[Location labeling rows]
■ ■ ■

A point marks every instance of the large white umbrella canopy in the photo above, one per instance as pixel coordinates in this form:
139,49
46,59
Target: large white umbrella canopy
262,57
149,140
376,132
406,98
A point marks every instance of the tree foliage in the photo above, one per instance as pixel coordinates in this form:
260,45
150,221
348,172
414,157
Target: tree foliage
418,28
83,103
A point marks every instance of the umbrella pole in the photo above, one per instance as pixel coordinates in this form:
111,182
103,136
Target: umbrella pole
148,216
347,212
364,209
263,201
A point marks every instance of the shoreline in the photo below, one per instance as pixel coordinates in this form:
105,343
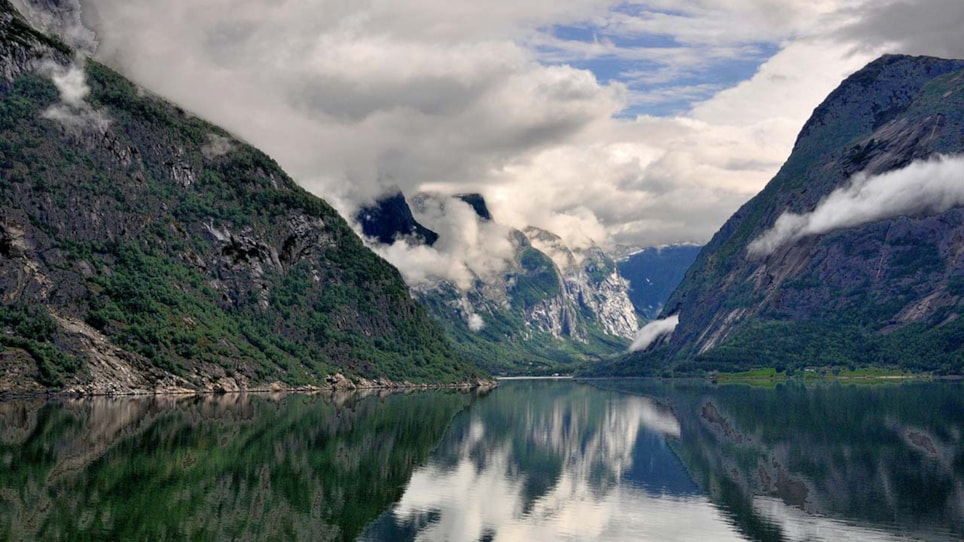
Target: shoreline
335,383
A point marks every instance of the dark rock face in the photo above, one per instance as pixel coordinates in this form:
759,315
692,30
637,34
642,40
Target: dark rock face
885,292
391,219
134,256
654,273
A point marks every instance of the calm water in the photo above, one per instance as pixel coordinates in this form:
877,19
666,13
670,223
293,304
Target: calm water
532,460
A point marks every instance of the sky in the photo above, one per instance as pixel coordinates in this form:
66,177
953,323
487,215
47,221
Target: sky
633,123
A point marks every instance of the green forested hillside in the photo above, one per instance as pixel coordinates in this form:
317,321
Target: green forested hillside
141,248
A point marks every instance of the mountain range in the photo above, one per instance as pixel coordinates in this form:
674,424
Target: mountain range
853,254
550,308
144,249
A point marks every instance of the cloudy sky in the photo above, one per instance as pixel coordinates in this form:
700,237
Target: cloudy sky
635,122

■ ■ ■

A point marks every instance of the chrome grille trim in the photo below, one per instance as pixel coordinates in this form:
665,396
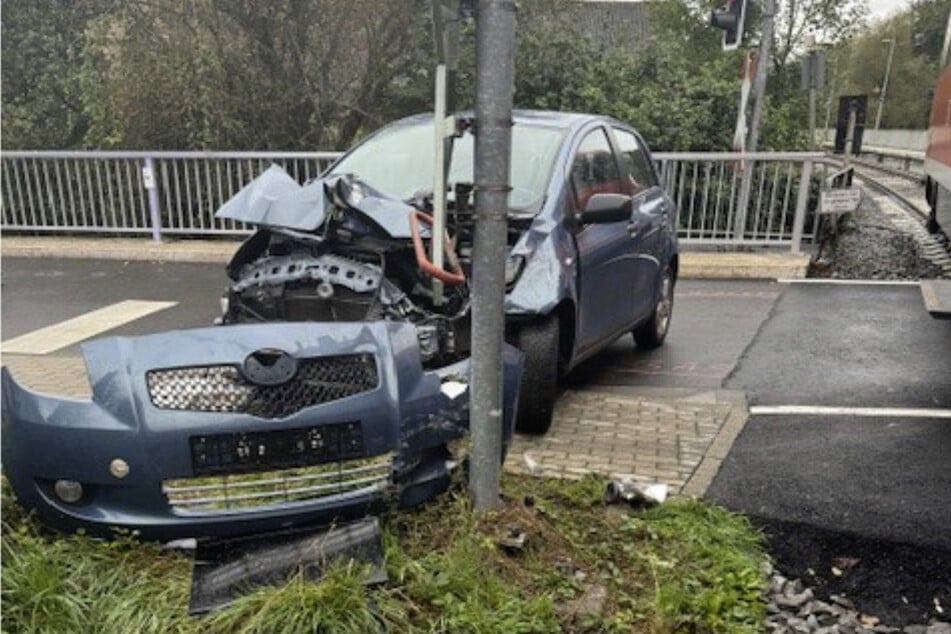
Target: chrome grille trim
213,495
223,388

■ ■ ■

:: Goal ::
Tally the lines in the rows above that contain the string "green", matching case exactly, and reply with the number alone.

:: Response ::
2